▸ **Estratto del testo**
......

Una serata (anzi “un’altra serata”) di cabaret ci è stata promessa e
noi certamente ci siamo anche divertiti con il Quartetto Euphoria. Abbiamo
anche invidiato un poco quella lingua dei nativi d’America che ha un sacco di
nomi per la lepre: uno per la lepre che corre, uno per quella nascosta
nell’erba… Le nostre lingue rispondono ad una esigenza classificatoria
diversa e danno un nome al soggetto (oggetto) tentando poi l’individuazione
più precisa con degli aggettivi. Musica classica, musica leggera, musica folk…
Lo spettacolo del Quartetto Euphoria (due violini: Marna Fumarola e Alessia
Massaini, una viola: Chie Yoshida, e un violoncello, quello di Michela
Munari) sta lì a dimostrare che la Comicità non è una donzella leggiadra
accanto alla grande signora della Satira. Sono – possono essere – entrambe delle gran Signore, per giunta intelligenti. Può darsi che a far scoppiare la risata
sia l’immediato effetto comico di un violoncello suonato dalla Munari sdraiata
sul palco o di un quartetto di “ballerine classiche” che esegue in modo
impeccabile (“musicalmente parlando”) la “morte del cigno”. Guardando e
ascoltando ci si diverte e basta. Ripensandoci, si apprezza l’intelligenza che
sa, con lievità, scomporre e ricomporre le nostre scatole mentali di “classificazione”

......

▸ **Materiale**

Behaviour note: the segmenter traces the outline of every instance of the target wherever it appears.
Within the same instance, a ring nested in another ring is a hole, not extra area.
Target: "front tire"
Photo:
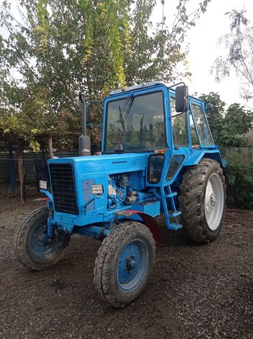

......

▸ **Consegna**
Prosegui il testo sullo spettacolo del Quartetto Euphoria partendo dalle sue ultime parole, «scatole mentali di “classificazione”».

▸ **Risultato finale**
dei generi musicali e dei loro “dovuti” modi di esecuzione, che sa prendere
in giro – senza gridarlo – i nostri luoghi comuni, che tira fuori da quella
vetrinetta (gabbia tristolina di oggetti da spolverare, ogni tanto) a cui una
imbalsamante cultura musicale (politica culturale) relega il più classico dei
classici: il quartetto d’archi. Chi ha conosciuto il Quartetto Euphoria sa che
il quartetto d’archi è un insieme di strumenti musicali, vivi.
A quattro passi da loro, su una piazza laterale – perché anche una Festa sinceramente
multiculturale stabilisce delle priorità… – erano tornati a suonare i Din
delòn. Per carità, non si vuole mica contestare la loro destinazione alla
pedana laterale, dacché quella è senz’altro loro congeniale, essendo più a
contatto con i partecipanti – non spettatori. È la contemporaneità dei due
eventi musicali (“bis” incidentalmente mancato) che ci fa piantare in testa
un grosso punto interrogativo.
Musiche e danze del Nord Italia. E molti ballano. Perché “lo spettacolo”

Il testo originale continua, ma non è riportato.